◆ **Your objective**:
Transcribe, exactly as they appear, only the lines from the one holding "Target: red patterned carpet" through the end of the entries below.

Referring expression pointing data
━━━━━━━━

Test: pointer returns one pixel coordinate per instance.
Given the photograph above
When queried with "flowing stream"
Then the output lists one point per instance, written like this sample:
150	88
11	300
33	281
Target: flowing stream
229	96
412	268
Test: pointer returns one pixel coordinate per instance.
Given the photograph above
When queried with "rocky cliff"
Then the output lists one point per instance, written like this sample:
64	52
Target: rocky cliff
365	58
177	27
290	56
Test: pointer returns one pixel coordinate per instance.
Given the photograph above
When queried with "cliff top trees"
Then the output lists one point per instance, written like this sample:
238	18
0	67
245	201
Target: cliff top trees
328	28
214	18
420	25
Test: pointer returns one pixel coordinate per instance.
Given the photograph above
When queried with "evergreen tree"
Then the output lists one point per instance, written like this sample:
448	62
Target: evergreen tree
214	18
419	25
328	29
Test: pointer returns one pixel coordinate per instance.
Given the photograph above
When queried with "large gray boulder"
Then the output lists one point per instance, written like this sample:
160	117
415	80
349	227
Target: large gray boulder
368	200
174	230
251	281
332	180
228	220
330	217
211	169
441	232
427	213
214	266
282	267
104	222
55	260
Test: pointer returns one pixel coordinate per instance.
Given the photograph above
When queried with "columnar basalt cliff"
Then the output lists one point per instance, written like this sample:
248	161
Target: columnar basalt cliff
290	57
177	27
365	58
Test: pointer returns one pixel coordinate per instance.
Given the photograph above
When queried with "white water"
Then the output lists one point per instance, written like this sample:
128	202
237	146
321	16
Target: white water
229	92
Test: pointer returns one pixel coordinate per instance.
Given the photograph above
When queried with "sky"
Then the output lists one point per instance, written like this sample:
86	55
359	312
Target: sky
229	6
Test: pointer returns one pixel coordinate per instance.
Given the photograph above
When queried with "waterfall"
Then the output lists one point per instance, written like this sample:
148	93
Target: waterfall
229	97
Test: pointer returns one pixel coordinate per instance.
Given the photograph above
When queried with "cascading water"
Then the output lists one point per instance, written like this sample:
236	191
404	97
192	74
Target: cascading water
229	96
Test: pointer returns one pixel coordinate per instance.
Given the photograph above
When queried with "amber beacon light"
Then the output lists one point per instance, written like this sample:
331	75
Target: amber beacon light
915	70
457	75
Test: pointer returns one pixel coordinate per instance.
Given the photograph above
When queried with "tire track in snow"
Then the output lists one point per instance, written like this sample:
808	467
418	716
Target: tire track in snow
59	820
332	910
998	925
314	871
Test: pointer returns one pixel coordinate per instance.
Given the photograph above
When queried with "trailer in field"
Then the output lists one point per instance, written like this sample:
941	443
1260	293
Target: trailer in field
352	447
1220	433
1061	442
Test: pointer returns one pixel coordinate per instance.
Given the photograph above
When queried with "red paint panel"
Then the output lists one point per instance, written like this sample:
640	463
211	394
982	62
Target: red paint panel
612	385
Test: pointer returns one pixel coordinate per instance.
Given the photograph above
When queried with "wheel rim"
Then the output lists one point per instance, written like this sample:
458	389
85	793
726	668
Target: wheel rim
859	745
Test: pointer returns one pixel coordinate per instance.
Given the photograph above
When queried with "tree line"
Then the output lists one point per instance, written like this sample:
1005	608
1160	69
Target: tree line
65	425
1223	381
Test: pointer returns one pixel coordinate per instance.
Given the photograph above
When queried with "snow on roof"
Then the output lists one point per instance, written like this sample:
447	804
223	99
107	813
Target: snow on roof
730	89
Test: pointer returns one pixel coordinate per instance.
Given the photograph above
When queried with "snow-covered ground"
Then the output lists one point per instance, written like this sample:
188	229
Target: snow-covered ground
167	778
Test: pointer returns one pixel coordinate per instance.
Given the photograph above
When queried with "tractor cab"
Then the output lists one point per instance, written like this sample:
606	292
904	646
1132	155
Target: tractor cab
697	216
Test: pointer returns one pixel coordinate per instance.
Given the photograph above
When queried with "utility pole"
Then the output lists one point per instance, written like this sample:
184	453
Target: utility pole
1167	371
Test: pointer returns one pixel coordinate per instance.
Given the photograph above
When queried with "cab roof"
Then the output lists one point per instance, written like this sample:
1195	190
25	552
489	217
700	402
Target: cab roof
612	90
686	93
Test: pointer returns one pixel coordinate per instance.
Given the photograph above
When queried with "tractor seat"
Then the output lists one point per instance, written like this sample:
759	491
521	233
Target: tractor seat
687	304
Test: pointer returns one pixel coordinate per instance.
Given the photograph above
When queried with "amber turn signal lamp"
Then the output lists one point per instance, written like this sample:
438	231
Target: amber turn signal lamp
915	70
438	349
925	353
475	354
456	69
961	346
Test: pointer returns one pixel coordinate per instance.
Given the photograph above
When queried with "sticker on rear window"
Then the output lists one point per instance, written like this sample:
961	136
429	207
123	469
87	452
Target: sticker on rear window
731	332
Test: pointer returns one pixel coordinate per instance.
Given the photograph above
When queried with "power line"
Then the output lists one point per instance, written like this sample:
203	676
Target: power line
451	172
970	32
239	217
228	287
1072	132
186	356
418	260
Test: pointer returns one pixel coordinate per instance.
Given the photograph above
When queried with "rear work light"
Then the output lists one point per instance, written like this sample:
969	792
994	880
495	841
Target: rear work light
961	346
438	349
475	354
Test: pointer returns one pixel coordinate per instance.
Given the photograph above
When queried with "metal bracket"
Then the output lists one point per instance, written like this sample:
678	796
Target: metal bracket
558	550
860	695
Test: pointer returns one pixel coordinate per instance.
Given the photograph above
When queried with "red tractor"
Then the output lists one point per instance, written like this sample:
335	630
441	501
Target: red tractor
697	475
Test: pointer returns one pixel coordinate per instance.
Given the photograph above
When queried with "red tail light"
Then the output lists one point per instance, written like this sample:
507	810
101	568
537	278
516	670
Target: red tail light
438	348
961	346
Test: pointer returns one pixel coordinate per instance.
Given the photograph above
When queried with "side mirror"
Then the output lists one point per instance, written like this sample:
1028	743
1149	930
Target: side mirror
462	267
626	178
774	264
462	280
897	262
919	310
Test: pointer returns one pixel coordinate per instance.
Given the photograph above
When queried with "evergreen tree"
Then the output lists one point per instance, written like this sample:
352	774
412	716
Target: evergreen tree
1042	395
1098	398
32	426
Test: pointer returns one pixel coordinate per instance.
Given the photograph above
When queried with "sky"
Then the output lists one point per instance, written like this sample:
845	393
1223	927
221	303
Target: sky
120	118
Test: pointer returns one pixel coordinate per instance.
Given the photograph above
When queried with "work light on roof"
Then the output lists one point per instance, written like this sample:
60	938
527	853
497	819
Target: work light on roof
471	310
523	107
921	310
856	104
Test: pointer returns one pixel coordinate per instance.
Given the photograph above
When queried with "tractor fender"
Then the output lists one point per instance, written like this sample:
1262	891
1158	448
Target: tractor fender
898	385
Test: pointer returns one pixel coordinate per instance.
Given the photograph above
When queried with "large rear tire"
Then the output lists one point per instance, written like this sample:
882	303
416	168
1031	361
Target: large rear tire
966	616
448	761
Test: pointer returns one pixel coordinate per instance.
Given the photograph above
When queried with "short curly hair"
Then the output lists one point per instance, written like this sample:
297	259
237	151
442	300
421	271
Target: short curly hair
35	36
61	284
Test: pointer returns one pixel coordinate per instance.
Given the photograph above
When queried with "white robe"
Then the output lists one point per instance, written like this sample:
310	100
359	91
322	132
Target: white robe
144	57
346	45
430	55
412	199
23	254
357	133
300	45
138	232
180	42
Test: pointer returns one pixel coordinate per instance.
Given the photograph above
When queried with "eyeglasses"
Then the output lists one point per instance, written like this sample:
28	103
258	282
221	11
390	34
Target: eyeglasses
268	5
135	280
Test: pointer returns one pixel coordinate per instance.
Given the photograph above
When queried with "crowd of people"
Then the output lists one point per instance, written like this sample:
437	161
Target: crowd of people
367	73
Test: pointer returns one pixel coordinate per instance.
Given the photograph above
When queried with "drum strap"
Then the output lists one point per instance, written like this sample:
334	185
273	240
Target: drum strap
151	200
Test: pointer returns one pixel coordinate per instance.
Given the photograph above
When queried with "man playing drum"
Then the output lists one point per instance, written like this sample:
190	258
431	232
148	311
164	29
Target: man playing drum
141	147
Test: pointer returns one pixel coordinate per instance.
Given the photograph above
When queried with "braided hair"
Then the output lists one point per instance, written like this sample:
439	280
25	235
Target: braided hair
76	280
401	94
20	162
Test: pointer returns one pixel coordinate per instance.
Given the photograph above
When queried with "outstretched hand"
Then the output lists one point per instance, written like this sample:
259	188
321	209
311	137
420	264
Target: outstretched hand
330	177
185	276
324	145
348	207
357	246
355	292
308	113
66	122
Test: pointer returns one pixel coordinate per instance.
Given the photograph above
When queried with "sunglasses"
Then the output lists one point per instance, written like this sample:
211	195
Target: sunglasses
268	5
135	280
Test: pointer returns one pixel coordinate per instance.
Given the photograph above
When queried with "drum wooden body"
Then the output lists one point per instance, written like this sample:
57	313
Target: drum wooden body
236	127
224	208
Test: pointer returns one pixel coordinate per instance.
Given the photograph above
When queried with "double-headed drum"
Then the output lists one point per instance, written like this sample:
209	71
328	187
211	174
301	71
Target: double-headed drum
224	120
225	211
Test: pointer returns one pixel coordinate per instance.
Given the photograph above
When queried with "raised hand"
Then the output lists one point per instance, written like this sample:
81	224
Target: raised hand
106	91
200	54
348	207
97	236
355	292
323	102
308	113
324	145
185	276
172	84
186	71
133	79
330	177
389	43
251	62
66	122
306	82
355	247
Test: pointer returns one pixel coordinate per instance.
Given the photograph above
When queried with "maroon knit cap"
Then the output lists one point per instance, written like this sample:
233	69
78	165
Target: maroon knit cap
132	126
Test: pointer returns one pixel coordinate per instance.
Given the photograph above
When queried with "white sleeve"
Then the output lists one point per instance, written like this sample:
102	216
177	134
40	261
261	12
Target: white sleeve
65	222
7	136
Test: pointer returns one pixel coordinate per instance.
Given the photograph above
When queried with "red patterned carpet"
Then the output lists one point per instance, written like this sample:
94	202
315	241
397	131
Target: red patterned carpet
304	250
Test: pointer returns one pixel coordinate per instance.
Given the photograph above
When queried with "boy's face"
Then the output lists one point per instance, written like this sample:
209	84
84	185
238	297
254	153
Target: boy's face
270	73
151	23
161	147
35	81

━━━━━━━━

◆ **Exercise answer**:
Target: red patterned carpet
304	250
Test: pointer returns one pixel coordinate per instance.
Given the photograph above
When queried with "boy's face"
Then the output lists one point per instance, written like this sample:
209	84
84	185
238	297
254	153
Target: boy's face
270	73
151	23
161	147
35	81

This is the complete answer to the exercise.